──────── Trecho do documento ────────
Prisão especial para portadores de diploma é questionada. Para governo goiano privilégios por função ou condição especial específica ferem igualdade

O fim da prisão especial para portadores de diploma de ensino superior é tema de ação da Procuradoria Geral da República. O procurador-geral da República, Rodrigo Janot, ajuizou no Supremo Tribunal Federal (STF) a Arguição de Descumprimento de Preceito Fundamental (ADPF) 334 contra o dispositivo do Código de Processo Penal (CPP) que concede o direito. Para ele, o benefício, previsto no inciso VII do artigo 295 do CPP, “viola a conformação constitucional e os objetivos fundamentais da República, o princípio da dignidade humana e o da isonomia”.

A Procuradoria Geral da República observa que o “privilégio” da prisão especial, instituído em 1937, no governo provisório de Getúlio Vargas, “originou-se em contexto antidemocrático, durante período de supressão de garantias fundamentais e manutenção de privilégios sem respaldo na igualdade substancial entre cidadãos”. Leis posteriores alteraram os critérios, mas “não foram capazes de retirar a mácula de inconstitucionalidade” da distinção para portadores de diploma de ensino superior.
──────── Dados disponíveis ────────
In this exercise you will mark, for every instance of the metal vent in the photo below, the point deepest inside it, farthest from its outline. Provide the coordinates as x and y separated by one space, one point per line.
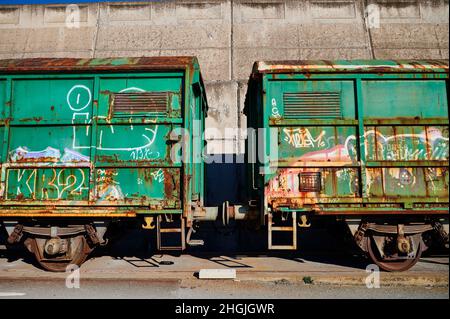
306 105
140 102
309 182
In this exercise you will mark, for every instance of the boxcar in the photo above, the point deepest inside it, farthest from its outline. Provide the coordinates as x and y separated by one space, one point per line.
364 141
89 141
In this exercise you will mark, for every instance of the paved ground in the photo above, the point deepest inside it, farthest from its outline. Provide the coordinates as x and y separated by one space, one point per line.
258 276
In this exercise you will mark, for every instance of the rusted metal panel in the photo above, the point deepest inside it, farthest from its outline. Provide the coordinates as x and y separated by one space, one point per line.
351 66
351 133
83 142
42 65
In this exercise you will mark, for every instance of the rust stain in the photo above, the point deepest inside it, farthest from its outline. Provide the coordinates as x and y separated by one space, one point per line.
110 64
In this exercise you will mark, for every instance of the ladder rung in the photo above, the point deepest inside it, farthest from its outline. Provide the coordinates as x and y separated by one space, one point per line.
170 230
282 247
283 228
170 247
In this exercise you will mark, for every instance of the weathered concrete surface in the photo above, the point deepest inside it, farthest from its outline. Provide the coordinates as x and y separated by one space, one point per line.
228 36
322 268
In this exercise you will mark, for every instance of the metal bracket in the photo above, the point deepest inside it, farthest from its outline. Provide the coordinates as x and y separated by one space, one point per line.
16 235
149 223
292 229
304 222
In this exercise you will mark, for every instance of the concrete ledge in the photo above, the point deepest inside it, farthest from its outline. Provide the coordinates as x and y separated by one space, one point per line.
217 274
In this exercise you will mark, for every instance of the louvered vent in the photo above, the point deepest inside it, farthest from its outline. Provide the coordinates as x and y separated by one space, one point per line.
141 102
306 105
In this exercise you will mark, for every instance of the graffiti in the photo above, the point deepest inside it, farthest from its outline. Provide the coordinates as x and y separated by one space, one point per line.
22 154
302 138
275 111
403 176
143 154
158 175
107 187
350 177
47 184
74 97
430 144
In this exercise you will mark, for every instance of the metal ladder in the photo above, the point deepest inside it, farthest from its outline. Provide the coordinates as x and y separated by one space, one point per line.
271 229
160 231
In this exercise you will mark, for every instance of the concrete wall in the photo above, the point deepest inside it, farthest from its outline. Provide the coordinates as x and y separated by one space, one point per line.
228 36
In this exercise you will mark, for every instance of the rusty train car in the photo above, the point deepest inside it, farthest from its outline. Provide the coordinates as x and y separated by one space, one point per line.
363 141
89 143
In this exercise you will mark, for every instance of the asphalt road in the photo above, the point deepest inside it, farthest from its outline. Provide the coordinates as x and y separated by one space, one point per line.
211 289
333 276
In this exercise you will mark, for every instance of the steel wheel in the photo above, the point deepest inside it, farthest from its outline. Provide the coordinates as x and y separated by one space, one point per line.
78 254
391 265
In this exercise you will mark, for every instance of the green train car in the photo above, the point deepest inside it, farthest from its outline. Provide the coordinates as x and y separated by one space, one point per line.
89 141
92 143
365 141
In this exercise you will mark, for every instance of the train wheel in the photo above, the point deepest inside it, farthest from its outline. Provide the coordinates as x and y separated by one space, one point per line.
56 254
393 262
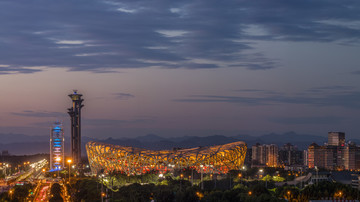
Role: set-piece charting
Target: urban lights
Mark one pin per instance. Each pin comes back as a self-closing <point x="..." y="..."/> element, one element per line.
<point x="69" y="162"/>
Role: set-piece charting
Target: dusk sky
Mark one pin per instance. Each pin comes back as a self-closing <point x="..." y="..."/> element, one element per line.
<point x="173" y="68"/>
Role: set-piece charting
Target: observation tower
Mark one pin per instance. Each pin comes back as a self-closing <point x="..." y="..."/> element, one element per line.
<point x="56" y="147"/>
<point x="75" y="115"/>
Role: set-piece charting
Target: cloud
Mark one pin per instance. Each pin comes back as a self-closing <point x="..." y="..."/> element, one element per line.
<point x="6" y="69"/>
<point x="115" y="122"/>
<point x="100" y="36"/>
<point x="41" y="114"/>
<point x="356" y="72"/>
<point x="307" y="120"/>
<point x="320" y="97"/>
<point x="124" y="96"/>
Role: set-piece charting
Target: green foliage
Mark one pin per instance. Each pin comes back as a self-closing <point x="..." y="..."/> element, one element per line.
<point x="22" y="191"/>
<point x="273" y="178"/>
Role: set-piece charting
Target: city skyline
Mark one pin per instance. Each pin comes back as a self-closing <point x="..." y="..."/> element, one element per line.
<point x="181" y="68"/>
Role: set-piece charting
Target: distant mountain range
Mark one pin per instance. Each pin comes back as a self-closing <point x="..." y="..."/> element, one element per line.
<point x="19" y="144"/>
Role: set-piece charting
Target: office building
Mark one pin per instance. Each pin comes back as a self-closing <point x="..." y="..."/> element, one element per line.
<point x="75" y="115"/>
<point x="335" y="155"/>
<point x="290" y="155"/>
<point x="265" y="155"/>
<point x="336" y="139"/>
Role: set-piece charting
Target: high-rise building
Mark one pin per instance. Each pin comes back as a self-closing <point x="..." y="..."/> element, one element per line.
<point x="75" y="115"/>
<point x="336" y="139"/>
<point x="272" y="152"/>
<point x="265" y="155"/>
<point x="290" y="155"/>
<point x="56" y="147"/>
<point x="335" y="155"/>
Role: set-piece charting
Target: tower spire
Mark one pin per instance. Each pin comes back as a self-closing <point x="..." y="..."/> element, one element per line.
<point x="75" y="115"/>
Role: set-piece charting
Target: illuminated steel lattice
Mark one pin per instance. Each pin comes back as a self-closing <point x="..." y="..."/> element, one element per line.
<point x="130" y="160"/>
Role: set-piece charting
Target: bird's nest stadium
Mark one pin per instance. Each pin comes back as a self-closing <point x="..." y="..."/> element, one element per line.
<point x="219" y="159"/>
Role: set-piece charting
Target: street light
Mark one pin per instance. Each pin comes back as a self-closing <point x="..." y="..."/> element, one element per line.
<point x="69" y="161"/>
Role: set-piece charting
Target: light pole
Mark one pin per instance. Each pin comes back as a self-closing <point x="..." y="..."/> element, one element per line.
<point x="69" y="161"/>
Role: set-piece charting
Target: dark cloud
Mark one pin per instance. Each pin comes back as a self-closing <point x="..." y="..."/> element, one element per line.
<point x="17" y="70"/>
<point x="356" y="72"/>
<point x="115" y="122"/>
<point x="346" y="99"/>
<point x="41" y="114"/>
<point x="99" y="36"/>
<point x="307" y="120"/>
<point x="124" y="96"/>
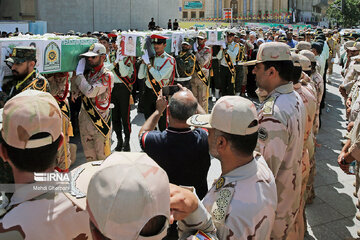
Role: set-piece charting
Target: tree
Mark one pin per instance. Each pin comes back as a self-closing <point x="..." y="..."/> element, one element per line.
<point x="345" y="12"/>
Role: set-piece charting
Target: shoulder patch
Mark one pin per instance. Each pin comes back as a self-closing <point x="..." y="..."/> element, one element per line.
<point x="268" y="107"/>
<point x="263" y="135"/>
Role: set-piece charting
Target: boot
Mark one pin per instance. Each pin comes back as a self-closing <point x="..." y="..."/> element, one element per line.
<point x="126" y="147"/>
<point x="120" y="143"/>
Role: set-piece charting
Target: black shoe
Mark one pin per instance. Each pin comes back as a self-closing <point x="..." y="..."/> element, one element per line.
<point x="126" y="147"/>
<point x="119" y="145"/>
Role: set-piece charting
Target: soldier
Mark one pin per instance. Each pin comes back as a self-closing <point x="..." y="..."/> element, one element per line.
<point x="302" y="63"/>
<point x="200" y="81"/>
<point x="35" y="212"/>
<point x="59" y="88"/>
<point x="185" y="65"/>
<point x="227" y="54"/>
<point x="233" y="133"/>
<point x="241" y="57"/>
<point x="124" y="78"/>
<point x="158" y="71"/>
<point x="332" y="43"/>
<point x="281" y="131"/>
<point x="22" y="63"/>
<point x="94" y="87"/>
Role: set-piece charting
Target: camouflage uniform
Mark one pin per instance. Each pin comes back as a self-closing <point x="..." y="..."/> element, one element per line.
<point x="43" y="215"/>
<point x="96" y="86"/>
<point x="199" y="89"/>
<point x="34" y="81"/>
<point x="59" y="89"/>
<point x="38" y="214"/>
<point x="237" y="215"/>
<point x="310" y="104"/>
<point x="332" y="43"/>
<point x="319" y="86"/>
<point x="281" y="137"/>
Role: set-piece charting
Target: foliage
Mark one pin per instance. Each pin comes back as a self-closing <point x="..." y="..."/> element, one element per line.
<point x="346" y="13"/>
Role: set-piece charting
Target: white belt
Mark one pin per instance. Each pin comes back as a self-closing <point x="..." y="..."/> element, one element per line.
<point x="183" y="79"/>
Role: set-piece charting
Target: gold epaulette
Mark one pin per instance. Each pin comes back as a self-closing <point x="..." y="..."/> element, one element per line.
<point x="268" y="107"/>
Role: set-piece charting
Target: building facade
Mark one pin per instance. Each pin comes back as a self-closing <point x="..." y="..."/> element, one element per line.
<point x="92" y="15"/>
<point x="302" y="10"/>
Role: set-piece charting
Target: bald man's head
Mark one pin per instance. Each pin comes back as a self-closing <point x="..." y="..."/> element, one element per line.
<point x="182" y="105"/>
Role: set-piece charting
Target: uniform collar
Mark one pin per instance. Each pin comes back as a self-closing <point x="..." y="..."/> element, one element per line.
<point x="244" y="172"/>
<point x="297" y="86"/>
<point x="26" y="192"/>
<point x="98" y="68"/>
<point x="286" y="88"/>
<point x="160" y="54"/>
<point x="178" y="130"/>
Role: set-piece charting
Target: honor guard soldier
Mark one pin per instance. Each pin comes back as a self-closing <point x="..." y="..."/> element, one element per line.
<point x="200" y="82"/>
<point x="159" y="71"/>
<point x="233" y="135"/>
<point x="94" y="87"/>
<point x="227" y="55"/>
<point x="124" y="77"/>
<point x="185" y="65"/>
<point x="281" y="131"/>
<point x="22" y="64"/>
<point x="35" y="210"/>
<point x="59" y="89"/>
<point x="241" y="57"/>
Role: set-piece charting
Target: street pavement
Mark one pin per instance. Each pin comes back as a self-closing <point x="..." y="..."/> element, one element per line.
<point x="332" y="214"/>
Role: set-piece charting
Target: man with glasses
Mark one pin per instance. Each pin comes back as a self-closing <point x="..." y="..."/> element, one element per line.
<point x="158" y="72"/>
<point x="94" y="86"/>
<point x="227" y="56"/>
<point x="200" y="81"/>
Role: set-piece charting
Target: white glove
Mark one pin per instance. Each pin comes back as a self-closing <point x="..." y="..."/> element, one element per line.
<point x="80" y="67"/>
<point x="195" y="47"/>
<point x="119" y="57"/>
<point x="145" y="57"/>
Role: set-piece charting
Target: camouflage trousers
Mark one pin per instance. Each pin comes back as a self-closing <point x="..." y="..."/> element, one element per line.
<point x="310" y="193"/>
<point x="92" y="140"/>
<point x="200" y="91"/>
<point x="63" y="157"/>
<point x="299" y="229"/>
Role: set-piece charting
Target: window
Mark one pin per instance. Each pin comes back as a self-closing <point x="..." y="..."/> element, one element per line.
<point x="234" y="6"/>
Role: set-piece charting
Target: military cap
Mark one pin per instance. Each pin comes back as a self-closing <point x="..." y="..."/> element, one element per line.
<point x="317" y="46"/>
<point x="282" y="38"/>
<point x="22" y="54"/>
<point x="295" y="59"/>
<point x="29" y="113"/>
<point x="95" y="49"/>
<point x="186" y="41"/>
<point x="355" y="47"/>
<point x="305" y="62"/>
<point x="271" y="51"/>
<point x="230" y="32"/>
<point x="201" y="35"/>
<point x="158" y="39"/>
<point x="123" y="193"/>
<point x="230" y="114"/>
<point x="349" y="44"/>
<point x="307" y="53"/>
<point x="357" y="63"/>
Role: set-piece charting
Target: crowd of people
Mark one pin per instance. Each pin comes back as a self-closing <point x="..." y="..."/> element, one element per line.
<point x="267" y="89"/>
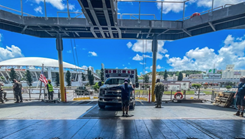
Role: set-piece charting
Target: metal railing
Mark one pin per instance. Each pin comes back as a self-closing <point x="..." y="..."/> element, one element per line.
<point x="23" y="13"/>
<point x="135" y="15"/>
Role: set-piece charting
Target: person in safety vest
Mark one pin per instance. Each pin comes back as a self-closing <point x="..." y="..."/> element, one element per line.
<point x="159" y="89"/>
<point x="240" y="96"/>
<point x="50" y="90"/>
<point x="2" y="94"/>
────────
_Exercícios_
A) Copie, sem nenhuma alteração, a parte do texto sobre a prisão especial que se inicia com as palavras que contêm "A Procuradoria Geral da República observa" e se encerra em "de ensino superior.".
B) Segundo o texto sobre a prisão especial, em que ano foi instituído o privilégio da prisão especial?

_Respostas por tarefa_
A)
A Procuradoria Geral da República observa que o “privilégio” da prisão especial, instituído em 1937, no governo provisório de Getúlio Vargas, “originou-se em contexto antidemocrático, durante período de supressão de garantias fundamentais e manutenção de privilégios sem respaldo na igualdade substancial entre cidadãos”. Leis posteriores alteraram os critérios, mas “não foram capazes de retirar a mácula de inconstitucionalidade” da distinção para portadores de diploma de ensino superior.

B) Em 1937, no governo provisório de Getúlio Vargas.